### THE RECORDS
** start **
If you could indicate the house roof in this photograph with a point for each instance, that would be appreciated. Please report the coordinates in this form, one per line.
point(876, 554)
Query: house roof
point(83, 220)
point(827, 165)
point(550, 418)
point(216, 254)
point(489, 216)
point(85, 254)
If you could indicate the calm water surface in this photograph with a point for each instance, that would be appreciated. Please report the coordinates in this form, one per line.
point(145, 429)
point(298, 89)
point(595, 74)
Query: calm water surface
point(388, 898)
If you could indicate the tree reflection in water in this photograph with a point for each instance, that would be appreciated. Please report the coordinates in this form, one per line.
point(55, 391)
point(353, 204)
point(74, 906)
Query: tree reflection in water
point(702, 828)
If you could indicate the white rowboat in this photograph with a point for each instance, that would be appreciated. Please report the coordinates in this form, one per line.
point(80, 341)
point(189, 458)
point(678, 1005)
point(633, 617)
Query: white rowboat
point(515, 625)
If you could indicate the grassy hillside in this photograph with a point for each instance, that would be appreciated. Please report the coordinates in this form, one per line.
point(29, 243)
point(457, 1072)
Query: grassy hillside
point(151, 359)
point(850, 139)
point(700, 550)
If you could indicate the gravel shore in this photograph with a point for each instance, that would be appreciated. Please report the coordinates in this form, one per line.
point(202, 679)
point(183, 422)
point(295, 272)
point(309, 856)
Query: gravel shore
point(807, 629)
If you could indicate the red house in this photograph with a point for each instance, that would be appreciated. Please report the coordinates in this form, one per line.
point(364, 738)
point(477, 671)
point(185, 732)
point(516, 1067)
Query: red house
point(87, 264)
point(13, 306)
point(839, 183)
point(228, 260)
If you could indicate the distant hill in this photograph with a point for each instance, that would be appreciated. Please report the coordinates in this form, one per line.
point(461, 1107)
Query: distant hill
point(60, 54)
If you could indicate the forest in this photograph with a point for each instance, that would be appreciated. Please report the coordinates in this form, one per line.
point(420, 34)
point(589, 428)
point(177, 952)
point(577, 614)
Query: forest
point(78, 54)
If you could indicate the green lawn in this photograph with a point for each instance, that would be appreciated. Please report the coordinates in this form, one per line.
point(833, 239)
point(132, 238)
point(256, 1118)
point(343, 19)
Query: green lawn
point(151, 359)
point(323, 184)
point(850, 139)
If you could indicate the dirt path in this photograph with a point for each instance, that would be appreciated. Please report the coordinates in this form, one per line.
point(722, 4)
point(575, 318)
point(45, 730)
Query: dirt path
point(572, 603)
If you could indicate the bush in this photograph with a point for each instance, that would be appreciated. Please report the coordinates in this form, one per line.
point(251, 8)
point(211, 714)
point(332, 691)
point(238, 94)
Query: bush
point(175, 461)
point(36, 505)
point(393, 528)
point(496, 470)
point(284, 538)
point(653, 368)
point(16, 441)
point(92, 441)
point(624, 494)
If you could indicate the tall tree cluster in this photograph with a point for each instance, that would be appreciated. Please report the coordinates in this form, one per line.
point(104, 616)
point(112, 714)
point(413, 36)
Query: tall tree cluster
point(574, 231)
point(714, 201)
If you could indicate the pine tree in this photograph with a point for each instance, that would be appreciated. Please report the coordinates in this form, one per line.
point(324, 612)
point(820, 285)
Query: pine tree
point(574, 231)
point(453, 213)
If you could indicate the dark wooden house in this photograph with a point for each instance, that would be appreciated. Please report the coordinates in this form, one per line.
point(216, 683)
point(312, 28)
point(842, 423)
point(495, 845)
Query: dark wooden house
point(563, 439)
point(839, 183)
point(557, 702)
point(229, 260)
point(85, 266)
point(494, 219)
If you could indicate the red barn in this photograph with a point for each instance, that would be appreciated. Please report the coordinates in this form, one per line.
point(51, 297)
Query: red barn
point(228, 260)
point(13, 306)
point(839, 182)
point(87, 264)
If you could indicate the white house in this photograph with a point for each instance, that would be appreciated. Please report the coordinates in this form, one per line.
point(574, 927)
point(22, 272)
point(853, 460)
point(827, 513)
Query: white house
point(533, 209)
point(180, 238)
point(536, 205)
** end **
### AIM
Copy all of the records above word for word, keeping every line in its original order.

### CORRECT ANSWER
If you could indicate the house roof in this photograph with a point for each instance, that would be appreciated. Please report the coordinates in this form, one per line.
point(876, 554)
Query: house roof
point(83, 220)
point(827, 165)
point(550, 418)
point(216, 254)
point(489, 216)
point(85, 254)
If you could indicate the calm water surface in this photograph with a point for each instance, that would be appreciated. Please report the coordinates in this form, one per line.
point(145, 429)
point(298, 89)
point(595, 74)
Query: calm water surface
point(388, 898)
If you could indicate the tree reflection in water in this photograph with a point for each instance, that would be appreciated. Please report the coordinates in this form, one per line.
point(55, 391)
point(353, 204)
point(74, 906)
Query: tree reflection in water
point(702, 828)
If you could indicate the white rowboat in this photograph with a point for each instance, that would be appreciated. Please report the coordinates in this form, one per line.
point(80, 341)
point(189, 458)
point(678, 1005)
point(633, 617)
Query: white rowboat
point(515, 625)
If you could indicate the grassy hillside in this photograph with a point for each instance, that would be appreciated. Please report the coordinates in this form, one per line.
point(29, 243)
point(457, 1072)
Query: grassy hillside
point(151, 359)
point(850, 139)
point(700, 550)
If you could indicate the gravel shore in this photograph with a point for each instance, that would be appreciated. Please report the coordinates in this form, one per line.
point(202, 679)
point(183, 422)
point(295, 272)
point(309, 856)
Query: gravel shore
point(807, 629)
If you could indicate the red house in this photograph with a point for each instance, that would be appreciated. Please report the coordinates in this form, one per line.
point(364, 738)
point(477, 671)
point(185, 732)
point(516, 1067)
Query: red house
point(87, 264)
point(13, 306)
point(839, 183)
point(228, 260)
If you could indicate the distant hill in this photograph with a point for each instance, that would be appreciated. Please report the coordinates in this form, one per line.
point(461, 1107)
Query: distant hill
point(60, 54)
If you could indicate the forest in this photograph with a point for each instance, that would be appreciated. Please report the coordinates in this form, one per line.
point(420, 34)
point(589, 428)
point(177, 952)
point(577, 614)
Query: forest
point(78, 54)
If you could indicate the green lawn in this photograph with a point for each instance, that would be appreciated. Please report the coordinates in this form, one per line.
point(833, 239)
point(132, 238)
point(256, 1118)
point(343, 19)
Query: green lawn
point(151, 359)
point(323, 184)
point(850, 139)
If you could indicate the dirt path in this photograph with a point for each instance, that would be appreciated. Please report the coordinates in this form, one per line.
point(722, 4)
point(575, 318)
point(45, 730)
Query: dirt path
point(572, 603)
If you could indicate the bush in this photograph with a point for each instance, that would be appreciated. Please report the coordinates in this form, one per line.
point(251, 8)
point(211, 714)
point(332, 691)
point(238, 94)
Query: bush
point(175, 461)
point(36, 505)
point(393, 528)
point(496, 470)
point(284, 538)
point(653, 368)
point(16, 441)
point(92, 441)
point(624, 494)
If you could indicate the tall tree cluster in this photograph with a point for each instance, that would be appreciated. Please report the coordinates in this form, one per line.
point(104, 616)
point(112, 714)
point(413, 36)
Query: tall tree cluster
point(574, 231)
point(714, 201)
If you could indicate the pine tree in this photograph with a point for each instance, that would be appreciated. Please report the coordinates in this form, one per line.
point(324, 612)
point(820, 285)
Query: pine tree
point(574, 231)
point(453, 213)
If you could indicate the dark wooden house in this photograph with a point for each instance, that would be appreciated. Please report the coordinates in this form, one per line.
point(216, 683)
point(312, 28)
point(842, 423)
point(495, 845)
Query: dark wooden house
point(563, 439)
point(839, 183)
point(557, 702)
point(229, 260)
point(85, 266)
point(494, 219)
If you could indicate the red barn in this photograph with a point for each instance, that would be appreciated. Please report the coordinates in this form, one per line.
point(51, 297)
Query: red barn
point(228, 260)
point(13, 306)
point(839, 182)
point(87, 264)
If you could indicate the white house in this photograph with a point for each instance, that would be appreciated. Please report the coordinates in this form, one per line.
point(574, 927)
point(22, 272)
point(853, 460)
point(827, 513)
Query: white house
point(533, 209)
point(180, 238)
point(536, 205)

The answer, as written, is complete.